Starting at the first line of the entries below, restate each line exactly until you reach the line with "Target: bird's beak", and print that one too. Leave the pictures out and stop there.

_ _ _

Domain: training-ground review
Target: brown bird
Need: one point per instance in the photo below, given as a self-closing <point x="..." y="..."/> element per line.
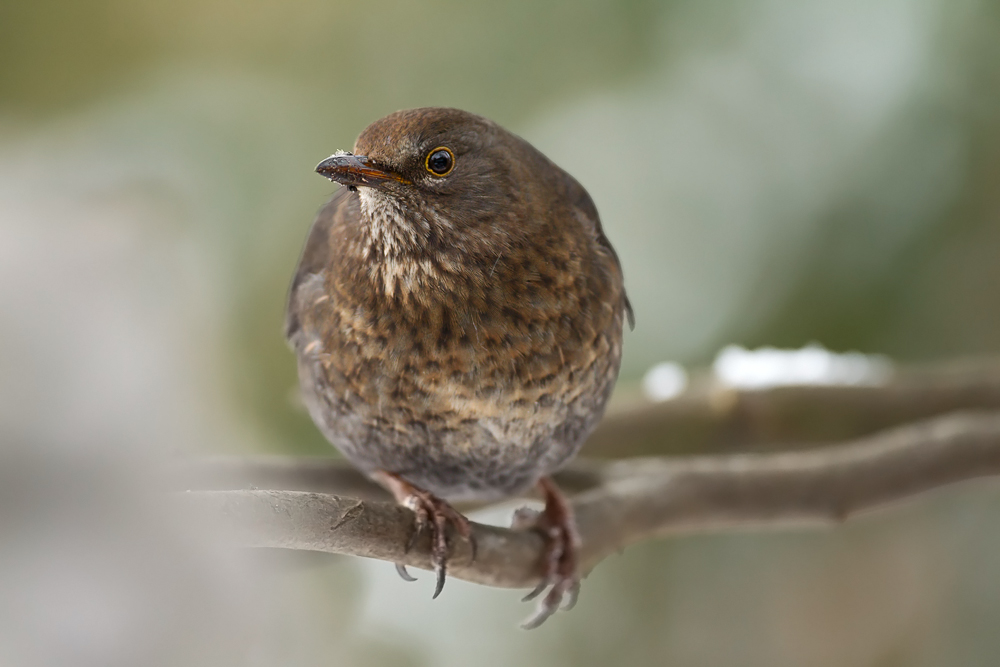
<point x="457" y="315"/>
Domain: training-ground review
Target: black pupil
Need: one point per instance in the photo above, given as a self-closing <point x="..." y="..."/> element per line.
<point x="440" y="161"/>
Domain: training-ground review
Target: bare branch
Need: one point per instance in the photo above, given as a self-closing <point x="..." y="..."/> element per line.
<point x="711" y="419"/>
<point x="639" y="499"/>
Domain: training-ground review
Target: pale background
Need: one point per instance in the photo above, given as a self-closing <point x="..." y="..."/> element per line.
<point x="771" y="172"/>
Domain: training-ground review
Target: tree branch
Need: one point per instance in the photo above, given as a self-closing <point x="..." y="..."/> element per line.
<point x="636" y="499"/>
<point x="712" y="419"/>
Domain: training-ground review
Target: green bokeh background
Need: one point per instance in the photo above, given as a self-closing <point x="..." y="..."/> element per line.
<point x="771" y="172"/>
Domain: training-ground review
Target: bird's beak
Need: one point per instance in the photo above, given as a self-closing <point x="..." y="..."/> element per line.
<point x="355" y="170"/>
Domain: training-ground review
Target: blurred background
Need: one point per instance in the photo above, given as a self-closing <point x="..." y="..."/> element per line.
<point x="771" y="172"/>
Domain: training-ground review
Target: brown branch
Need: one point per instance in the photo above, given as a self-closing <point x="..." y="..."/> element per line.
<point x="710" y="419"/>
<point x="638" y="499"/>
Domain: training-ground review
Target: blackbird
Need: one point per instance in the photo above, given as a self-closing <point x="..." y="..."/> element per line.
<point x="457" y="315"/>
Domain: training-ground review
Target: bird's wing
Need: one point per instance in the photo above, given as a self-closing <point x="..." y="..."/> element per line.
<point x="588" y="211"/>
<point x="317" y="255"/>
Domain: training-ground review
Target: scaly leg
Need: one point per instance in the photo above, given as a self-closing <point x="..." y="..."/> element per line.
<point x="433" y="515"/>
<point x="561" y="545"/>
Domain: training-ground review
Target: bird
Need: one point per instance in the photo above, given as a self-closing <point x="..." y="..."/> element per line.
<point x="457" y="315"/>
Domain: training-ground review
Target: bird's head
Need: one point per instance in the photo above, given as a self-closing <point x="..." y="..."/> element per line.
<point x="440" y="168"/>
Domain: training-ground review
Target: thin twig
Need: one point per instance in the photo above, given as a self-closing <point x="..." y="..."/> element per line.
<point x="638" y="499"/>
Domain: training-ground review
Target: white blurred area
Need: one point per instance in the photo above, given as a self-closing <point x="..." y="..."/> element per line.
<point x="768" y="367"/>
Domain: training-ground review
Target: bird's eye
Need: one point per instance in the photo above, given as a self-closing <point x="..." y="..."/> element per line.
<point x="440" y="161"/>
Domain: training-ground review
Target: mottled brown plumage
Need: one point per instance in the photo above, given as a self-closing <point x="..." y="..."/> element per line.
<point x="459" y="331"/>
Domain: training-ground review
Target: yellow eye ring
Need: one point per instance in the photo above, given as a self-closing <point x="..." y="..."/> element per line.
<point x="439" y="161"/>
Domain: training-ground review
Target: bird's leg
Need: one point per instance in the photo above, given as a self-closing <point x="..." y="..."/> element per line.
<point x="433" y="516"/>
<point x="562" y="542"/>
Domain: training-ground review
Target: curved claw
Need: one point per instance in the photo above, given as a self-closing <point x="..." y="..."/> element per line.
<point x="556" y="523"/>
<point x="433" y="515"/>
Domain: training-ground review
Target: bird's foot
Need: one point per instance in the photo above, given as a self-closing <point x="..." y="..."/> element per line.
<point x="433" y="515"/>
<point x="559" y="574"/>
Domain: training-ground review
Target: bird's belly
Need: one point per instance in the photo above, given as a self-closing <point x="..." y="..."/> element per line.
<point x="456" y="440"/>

_ _ _

RESPONSE BOX »
Domain: training-ground review
Target: brown bird
Need: one point per instance in the photo below, given as a self-closing <point x="..." y="..."/> element per line.
<point x="457" y="315"/>
Domain: training-ground review
Target: black pupil
Need: one point per instance in the photo above, given as a self-closing <point x="..." y="..."/> element per line.
<point x="440" y="161"/>
Domain: training-ground review
Target: bare branch
Need: one point per instance in the photo above, given as a self-closing <point x="..." y="..."/> element per line.
<point x="711" y="419"/>
<point x="639" y="499"/>
Domain: training-ground review
Target: pale background
Need: one point per instance in the photo above, given as a self-closing <point x="..." y="..."/> element per line.
<point x="771" y="172"/>
Domain: training-ground review
Target: tree branch
Need: one point per instance in the photo above, given as a self-closing <point x="..." y="..."/> element per line.
<point x="636" y="499"/>
<point x="712" y="419"/>
Domain: training-ground review
Target: green bokeh background
Need: one point per instance in the photo above, given as a self-closing <point x="..." y="..."/> element per line.
<point x="771" y="172"/>
Domain: training-ground review
Target: bird's beak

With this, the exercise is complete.